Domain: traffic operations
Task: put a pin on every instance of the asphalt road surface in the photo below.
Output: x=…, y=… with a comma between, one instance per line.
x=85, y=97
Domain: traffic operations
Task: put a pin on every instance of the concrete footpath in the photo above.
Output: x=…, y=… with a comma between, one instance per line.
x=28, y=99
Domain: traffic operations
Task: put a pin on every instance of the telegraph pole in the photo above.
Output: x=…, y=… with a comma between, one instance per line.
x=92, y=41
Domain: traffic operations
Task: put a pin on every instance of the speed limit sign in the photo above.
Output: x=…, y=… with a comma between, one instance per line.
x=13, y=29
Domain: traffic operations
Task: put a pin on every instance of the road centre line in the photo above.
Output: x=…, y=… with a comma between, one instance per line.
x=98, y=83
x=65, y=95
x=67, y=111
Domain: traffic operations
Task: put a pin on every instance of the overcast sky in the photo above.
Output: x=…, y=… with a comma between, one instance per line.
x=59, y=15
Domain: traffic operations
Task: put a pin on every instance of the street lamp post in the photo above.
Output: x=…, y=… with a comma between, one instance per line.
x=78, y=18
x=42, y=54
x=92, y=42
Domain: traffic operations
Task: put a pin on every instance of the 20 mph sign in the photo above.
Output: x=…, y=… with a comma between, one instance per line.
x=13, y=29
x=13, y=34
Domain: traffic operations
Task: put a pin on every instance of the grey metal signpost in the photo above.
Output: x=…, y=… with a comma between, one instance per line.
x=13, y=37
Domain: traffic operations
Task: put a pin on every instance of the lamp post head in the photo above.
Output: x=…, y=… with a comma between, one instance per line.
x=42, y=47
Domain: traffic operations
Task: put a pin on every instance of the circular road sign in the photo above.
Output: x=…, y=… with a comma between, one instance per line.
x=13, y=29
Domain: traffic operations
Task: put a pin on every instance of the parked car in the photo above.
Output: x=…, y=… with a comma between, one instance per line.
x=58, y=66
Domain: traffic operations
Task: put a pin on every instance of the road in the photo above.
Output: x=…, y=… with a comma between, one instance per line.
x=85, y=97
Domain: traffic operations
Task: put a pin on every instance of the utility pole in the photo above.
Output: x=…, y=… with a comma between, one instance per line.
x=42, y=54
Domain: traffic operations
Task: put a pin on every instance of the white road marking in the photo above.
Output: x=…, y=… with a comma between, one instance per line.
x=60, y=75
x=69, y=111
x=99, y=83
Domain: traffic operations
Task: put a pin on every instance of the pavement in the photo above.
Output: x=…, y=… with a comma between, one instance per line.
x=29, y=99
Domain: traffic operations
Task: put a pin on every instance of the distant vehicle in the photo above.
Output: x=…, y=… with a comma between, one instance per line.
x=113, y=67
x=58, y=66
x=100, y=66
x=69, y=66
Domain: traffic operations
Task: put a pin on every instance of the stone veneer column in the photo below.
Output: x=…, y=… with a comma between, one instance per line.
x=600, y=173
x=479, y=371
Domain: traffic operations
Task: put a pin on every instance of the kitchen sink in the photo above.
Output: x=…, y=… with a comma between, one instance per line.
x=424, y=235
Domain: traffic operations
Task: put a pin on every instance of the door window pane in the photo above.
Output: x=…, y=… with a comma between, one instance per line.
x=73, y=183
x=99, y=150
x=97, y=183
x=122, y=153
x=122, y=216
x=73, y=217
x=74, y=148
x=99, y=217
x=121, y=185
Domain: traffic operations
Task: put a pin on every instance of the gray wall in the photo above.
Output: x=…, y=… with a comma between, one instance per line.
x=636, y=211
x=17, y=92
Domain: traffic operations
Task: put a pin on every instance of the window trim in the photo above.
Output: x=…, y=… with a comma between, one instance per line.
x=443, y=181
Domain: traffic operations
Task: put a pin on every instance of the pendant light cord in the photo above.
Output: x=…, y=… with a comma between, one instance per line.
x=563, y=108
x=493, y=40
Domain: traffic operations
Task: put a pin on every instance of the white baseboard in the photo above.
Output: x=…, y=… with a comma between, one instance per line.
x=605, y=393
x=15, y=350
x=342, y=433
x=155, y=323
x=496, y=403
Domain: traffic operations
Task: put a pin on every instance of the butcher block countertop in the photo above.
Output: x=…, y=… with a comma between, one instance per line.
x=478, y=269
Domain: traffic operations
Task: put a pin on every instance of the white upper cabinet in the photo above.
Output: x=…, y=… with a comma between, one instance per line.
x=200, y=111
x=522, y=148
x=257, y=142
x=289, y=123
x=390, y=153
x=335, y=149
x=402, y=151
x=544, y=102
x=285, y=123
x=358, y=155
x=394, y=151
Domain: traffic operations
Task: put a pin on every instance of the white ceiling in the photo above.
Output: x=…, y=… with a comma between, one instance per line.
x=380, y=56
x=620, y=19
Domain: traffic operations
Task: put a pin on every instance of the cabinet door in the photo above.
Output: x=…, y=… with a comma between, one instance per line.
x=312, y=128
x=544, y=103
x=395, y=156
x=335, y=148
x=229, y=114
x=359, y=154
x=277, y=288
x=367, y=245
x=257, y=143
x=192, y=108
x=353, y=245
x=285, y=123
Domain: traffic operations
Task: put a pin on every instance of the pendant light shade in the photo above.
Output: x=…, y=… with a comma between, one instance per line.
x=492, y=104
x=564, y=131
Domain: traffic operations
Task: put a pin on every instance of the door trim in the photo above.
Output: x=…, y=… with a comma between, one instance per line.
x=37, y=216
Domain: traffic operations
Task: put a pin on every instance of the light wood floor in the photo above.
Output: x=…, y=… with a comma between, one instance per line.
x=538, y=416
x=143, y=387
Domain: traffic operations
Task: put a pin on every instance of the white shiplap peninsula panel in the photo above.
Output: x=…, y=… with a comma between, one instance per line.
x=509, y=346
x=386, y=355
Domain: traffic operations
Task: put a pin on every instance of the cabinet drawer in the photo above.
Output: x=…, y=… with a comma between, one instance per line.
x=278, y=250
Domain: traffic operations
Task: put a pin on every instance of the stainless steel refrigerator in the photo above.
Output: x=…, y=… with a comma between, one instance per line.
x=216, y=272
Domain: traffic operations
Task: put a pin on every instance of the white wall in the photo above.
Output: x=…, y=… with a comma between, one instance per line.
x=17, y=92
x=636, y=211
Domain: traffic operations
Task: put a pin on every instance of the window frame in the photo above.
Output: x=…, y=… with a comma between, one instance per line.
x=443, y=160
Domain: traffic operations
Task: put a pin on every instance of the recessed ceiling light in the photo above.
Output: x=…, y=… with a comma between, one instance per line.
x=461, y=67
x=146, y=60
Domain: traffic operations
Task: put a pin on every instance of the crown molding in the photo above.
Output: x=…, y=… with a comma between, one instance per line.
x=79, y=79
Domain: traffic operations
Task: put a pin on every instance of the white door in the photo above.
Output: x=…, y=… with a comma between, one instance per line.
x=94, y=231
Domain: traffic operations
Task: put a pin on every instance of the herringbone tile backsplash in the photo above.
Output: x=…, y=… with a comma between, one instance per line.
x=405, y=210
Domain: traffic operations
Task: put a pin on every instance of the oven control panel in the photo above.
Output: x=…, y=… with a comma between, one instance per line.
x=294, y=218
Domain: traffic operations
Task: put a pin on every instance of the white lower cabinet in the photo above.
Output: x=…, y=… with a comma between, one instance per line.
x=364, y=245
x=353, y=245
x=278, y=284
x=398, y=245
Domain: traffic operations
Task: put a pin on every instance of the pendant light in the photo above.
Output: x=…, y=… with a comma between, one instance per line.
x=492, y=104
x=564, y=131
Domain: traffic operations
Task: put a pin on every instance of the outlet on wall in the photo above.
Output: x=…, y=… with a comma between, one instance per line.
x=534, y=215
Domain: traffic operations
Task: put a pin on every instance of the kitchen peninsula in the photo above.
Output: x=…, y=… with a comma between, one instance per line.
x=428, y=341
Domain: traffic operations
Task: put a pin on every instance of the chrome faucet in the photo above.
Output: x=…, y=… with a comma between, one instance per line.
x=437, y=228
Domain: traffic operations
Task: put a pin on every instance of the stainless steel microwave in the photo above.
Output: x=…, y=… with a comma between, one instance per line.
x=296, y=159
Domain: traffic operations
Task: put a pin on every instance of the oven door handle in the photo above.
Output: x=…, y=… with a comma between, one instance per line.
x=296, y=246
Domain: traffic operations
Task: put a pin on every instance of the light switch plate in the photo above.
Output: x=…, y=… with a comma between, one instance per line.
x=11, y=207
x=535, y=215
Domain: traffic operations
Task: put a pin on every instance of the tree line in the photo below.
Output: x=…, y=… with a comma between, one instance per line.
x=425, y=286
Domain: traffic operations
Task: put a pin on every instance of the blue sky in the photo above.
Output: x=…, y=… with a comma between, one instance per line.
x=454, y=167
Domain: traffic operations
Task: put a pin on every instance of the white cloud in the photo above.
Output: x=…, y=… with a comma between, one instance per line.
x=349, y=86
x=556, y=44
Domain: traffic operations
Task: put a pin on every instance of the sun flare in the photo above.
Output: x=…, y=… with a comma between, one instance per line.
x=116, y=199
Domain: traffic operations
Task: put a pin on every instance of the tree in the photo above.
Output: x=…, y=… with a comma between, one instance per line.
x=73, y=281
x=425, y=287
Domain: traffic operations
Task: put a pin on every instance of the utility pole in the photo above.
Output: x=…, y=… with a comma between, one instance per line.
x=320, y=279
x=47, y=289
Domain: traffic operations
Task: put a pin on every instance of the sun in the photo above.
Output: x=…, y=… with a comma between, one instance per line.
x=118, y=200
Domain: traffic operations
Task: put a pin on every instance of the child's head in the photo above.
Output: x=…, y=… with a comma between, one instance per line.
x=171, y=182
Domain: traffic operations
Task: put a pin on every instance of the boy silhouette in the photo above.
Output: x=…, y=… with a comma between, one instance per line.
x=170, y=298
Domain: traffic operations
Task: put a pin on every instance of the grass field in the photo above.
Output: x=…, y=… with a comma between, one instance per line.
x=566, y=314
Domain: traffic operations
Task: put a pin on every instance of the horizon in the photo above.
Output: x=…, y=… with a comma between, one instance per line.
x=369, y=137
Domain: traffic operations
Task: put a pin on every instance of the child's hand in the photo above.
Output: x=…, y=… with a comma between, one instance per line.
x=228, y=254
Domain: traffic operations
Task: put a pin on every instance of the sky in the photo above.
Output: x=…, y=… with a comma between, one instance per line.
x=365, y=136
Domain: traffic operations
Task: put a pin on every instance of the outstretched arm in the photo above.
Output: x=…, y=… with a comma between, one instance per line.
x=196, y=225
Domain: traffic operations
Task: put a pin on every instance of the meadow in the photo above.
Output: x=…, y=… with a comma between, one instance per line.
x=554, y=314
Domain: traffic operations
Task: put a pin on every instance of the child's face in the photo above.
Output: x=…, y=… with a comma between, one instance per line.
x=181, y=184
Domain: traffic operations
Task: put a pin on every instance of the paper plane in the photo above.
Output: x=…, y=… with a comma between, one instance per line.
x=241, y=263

——————

Could you reproduce the entries starting with the very first line and going on through the line with "x=67, y=111", changing "pin" to "marker" and leaving everything else untouched?

TASK OUTPUT:
Domain: traffic operations
Task: put a marker on every instance of the asphalt road surface in the photo below.
Output: x=…, y=… with a comma between, one instance per line.
x=85, y=97
Domain: traffic operations
Task: put a marker on every instance of the concrete footpath in the photo above.
Output: x=…, y=… with a comma between, one instance per line.
x=28, y=99
Domain: traffic operations
Task: put a marker on every instance of the telegraph pole in the photo above.
Output: x=…, y=… with a comma between, one instance per line.
x=92, y=41
Domain: traffic operations
Task: put a marker on every instance of the speed limit sign in the photo above.
Output: x=…, y=… with a comma between, one instance per line.
x=13, y=29
Domain: traffic operations
Task: put a marker on every instance of the road centre line in the photo above.
Output: x=…, y=… with a comma between, one instance per line.
x=98, y=83
x=65, y=95
x=67, y=111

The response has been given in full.